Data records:
=== Begin Enclosure ===

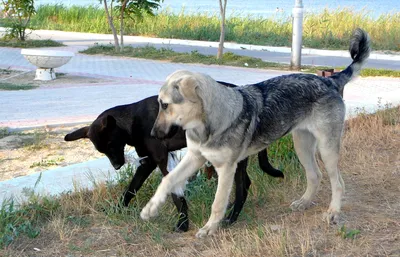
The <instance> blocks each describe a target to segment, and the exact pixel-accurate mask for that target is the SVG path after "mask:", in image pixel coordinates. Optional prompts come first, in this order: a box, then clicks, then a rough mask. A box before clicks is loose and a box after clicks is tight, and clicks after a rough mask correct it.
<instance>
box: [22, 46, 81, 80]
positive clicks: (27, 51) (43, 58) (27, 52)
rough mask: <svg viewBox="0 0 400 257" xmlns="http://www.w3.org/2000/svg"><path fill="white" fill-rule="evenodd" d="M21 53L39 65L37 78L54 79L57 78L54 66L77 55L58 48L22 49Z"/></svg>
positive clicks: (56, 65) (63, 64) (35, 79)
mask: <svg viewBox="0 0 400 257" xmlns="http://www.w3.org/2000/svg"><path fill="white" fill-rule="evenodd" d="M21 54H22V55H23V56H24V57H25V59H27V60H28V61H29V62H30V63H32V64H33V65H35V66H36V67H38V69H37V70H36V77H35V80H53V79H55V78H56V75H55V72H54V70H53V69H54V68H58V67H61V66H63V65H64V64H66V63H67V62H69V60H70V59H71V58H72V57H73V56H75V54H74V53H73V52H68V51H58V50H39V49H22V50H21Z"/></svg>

=== End Enclosure ===

What to produce: Print every line of the items above, unchanged, but leave out the pictures.

Solution for this problem:
The <instance> blocks each describe a target to segment, and the exact pixel-accurate mask for that target is the SVG path after "mask:", in image pixel coordinates. Optional prompts come first, in this order: a box, then clicks, then a rough mask. A box before clicks is loose and a box after clicks is tight, and clicks after a rough mask correct it.
<instance>
box: [22, 46, 81, 80]
positive clicks: (27, 51) (43, 58) (27, 52)
rough mask: <svg viewBox="0 0 400 257" xmlns="http://www.w3.org/2000/svg"><path fill="white" fill-rule="evenodd" d="M21 53L39 65L37 78L54 79L57 78L54 66L77 55L58 48L22 49Z"/></svg>
positive clicks: (56, 65) (63, 64) (35, 79)
mask: <svg viewBox="0 0 400 257" xmlns="http://www.w3.org/2000/svg"><path fill="white" fill-rule="evenodd" d="M21 54H22V55H23V56H24V57H25V59H27V60H28V61H29V62H30V63H32V64H33V65H35V66H36V67H38V69H37V70H36V77H35V80H53V79H55V78H56V75H55V72H54V70H53V69H54V68H58V67H61V66H63V65H64V64H66V63H67V62H69V60H70V59H71V58H72V57H73V56H75V54H74V53H73V52H68V51H58V50H39V49H22V50H21Z"/></svg>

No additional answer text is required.